Mlliyet Milliyet Blog Milliyet Blog
 
Facebook Connect
Blog Kategorileri
 

23 Mart '07

 
Kategori
Gündelik Yaşam
 

Ben mi yaşlandım, yoksa zaman mı daha hızlı akmaya başladı?

Uzun zaman oldu buraya yazmayalı, herşey ne kadar değişmiş ne kadar zenginleşmiş.

Hayat ne zaman bu kadar hızlı akmaya başladı, bilmiyorum... Bu hız beni hala şaşırtıyor. Halbuki kaç sene oldu bu hızın içinde yaşıyorum, gene de bir türlü kavrayamıyorum. İlk okul çağlarında zaman geçmek bilmezdi, sabah okula giderdim bir türlü akşam olmak bilmezdi. O zamanlar hayat bu kadar yavaş akarken, büyümek için kendi başıma olabilmek için, ben onca sene nasıl beklerim diye düşünürdüm. Sonra lise yılları geldi, o bir türlü geçmek bilmeyen seneler geçmişti de ben liseye gelmiştim. Ama gene de zaman aynı yavaşlıkta akıyordu. Üniversite sınavına hazırlık ne kadar uzun sürmüştü. Hem benim zamanımda, öyle orta okuldan sınav için çalışmaya başlamazdık, sadece son sene dersaneye giderdik, bunu da yeterli bulurduk. Buna rağmen o son sene hiç bitmeyecekmiş gibi gelmişti. Liseden mezun olup da sınava girdiğimde inanamamıştım; o gün sonunda geldi diye. (E kolay değil tabi, hayatımın dönüm noktasıydı, üniversiteye girebilmek ya da açıkta kalmak.)

* **Verilen satırlar**
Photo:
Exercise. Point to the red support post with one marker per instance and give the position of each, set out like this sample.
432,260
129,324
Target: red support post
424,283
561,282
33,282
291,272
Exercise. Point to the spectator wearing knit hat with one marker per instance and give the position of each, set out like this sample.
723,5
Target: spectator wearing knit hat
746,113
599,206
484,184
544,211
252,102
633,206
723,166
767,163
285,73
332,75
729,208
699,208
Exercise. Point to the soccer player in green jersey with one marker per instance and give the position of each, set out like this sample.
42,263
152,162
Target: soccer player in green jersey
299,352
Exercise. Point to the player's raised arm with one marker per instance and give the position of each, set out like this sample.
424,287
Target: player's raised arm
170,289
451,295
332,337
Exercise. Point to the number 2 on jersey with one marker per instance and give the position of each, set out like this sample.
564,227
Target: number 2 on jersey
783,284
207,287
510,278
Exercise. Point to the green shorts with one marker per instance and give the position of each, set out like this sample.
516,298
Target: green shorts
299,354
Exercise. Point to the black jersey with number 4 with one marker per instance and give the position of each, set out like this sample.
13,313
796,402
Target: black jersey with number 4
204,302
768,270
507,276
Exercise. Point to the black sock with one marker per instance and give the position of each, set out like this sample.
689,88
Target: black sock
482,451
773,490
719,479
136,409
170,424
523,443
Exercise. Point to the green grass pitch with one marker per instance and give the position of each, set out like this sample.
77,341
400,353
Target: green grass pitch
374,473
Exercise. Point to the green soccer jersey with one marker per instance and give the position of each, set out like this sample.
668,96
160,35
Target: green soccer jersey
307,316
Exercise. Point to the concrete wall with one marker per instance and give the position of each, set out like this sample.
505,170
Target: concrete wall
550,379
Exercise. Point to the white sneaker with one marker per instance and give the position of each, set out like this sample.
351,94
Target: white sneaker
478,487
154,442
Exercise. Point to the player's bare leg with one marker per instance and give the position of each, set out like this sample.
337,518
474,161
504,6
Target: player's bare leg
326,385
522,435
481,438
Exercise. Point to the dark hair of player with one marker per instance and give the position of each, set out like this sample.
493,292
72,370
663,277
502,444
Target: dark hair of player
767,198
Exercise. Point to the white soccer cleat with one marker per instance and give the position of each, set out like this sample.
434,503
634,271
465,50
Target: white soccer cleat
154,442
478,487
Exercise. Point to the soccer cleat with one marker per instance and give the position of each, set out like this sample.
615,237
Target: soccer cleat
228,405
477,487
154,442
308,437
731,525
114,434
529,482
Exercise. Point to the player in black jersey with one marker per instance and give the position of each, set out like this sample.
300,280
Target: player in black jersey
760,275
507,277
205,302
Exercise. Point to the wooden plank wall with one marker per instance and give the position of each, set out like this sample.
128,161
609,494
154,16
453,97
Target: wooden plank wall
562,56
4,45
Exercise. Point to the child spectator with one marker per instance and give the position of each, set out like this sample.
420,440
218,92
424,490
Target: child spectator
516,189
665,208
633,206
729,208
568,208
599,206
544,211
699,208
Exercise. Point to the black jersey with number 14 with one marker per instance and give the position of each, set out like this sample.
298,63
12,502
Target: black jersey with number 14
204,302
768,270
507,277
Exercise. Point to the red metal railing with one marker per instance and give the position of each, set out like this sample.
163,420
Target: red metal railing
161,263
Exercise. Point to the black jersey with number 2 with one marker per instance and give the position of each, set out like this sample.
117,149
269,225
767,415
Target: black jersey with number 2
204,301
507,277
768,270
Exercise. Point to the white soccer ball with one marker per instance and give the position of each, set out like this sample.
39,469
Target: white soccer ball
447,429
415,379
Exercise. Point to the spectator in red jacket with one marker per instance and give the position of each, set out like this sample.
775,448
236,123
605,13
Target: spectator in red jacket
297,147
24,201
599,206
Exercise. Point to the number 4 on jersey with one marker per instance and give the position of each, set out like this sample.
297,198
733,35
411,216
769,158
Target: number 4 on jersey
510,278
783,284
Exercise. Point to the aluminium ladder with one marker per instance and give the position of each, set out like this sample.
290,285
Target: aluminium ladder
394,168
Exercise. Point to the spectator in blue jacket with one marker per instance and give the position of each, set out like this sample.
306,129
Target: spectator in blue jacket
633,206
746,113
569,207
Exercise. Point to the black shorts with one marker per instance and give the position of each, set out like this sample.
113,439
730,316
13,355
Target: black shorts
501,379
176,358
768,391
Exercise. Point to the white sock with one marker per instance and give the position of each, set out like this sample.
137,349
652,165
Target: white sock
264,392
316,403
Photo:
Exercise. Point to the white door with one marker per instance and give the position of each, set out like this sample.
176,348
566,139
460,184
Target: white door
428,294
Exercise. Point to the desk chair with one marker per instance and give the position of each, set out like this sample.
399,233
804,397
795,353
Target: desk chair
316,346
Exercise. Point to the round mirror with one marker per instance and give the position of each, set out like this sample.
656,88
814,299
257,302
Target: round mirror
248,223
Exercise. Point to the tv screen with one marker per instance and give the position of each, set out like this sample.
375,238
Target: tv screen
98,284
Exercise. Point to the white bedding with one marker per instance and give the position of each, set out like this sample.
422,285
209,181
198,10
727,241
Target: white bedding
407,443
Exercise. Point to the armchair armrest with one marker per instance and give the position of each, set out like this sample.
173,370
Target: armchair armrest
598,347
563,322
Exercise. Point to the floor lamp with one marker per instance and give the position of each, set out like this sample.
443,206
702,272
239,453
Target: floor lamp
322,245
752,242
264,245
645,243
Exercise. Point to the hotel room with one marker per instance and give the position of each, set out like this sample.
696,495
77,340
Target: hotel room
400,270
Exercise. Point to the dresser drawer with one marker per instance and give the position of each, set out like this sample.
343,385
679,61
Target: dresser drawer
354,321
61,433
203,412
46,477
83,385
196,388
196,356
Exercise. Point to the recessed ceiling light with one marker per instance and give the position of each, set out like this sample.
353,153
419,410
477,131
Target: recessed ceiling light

* **Görev 1**
Zamanın hızı üzerine yazıdan "23 Mart '07" ile başlayıp "ne kadar zenginleşmiş." ile biten bölümü hiç değiştirmeden aktarın.
* **Görev 2**
Zamanın hızı üzerine yazıda "Hayat ne zaman bu kadar hızlı akmaya başladı" diye başlayan paragrafı, ana bilgilerini koruyarak madde madde yeniden yazın.
* **Görev 3**
Zamanın hızı üzerine yazıyı, gösterilen son cümleden sonra kaldığı yerden sürdürün.

* **Yazılı yanıt 1**
23 Mart '07

 
Kategori
Gündelik Yaşam
 

Ben mi yaşlandım, yoksa zaman mı daha hızlı akmaya başladı?

Uzun zaman oldu buraya yazmayalı, herşey ne kadar değişmiş ne kadar zenginleşmiş.

* **Yazılı yanıt 2**
- Yazar, hayatın ne zamandan beri bu kadar hızlı aktığını bilmiyor. Yıllardır bu hızın içinde yaşamasına rağmen onu hâlâ kavrayamıyor ve bu hıza şaşırıyor.
- İlkokul yıllarında zaman geçmek bilmiyordu. Yazar, büyüyüp kendi başına olabilmek için o kadar yılı nasıl bekleyeceğini düşünüyordu.
- Lise yıllarında da zaman aynı yavaşlıkla akıyordu.
- Üniversite sınavına hazırlık uzun sürmüştü. O dönemde sınava ortaokuldan itibaren çalışılmaz, yalnızca son sene dershaneye gidilirdi ve bu yeterli bulunurdu. Buna rağmen son sene hiç bitmeyecekmiş gibi gelmişti.
- Yazar liseden mezun olup sınava girdiğinde o günün sonunda geldiğine inanamamıştı. Üniversiteye girmek ya da açıkta kalmak, hayatının dönüm noktasıydı.

* **Yazılı yanıt 3**
Herşey üniversitede mi değişti acaba. İşte o zamanı düşündüğümde hiç de o kadar uzun gelmiyor. Hatta çok çabuk bitti, ne olduğunu bile tam olarak anlaymadım diye düşünüyorum. İlk önce hazırlık sınıfındaydım, sonra bir baktım ki mezun olmuşum. Üstelik o kadar da uzatmıştım okulu.

Şimdi ise ne zaman hafta başı oluyor ne zaman hafta sonu kaçırıyorum. Bir bakıyorum Pazartesi olmuş işe gelmişim bir bakıyorum Pazar günü evde ayaklarımı uzatmışım...

Hafta sonu hafta içi işlerimi planlıyorum, zaman yetmiyor, hafta içi hafta sonu planlarımı yapıyorum gene yetmiyor. Hayır öyle herşeyi de sıkıştırmıyorum ki planlarıma. Bir sinema, bir gece arkadaşlarımla buluşma, bir roman derken noluyor da bunlar iki gün hop diye yaşanıp geçiyor ve yapılması gereken diğer işlere bir türlü sıra gelmiyor anlamıyorum. Aynı şey hafta içi de geçerli, beş günüm var oo bol bol zaman diyorum bir bakıyorum ki işin tarihi gelmiş.

Peki şimdi daha mı iyi oldu. Çocukken sürekli bekliyordum bu zamanın gelmesini, büyük olmayı, bağımsız olmayı, her istediğimi yapmayı. İşte oldu, güzel de oldu, ama ben artık zamanı yaşayamıyorum ki, onu sadece tüketiyorum.

Çocukken her anı yaşıyordum aslında evet uzun geliyordu zaman, ama ben onu sonuna kadar yaşıyordum. Derslerde sıkılırken ya da arkadaşlarımla sokakta koştururken her anı yaşıyordum, hissediyordum. Şimdi bu kadar koşturmaca ve iş arasında ne zamanı yaşıyorum ne de onun varlığını algılıyorum. Sadece geçtiğini hissediyorum.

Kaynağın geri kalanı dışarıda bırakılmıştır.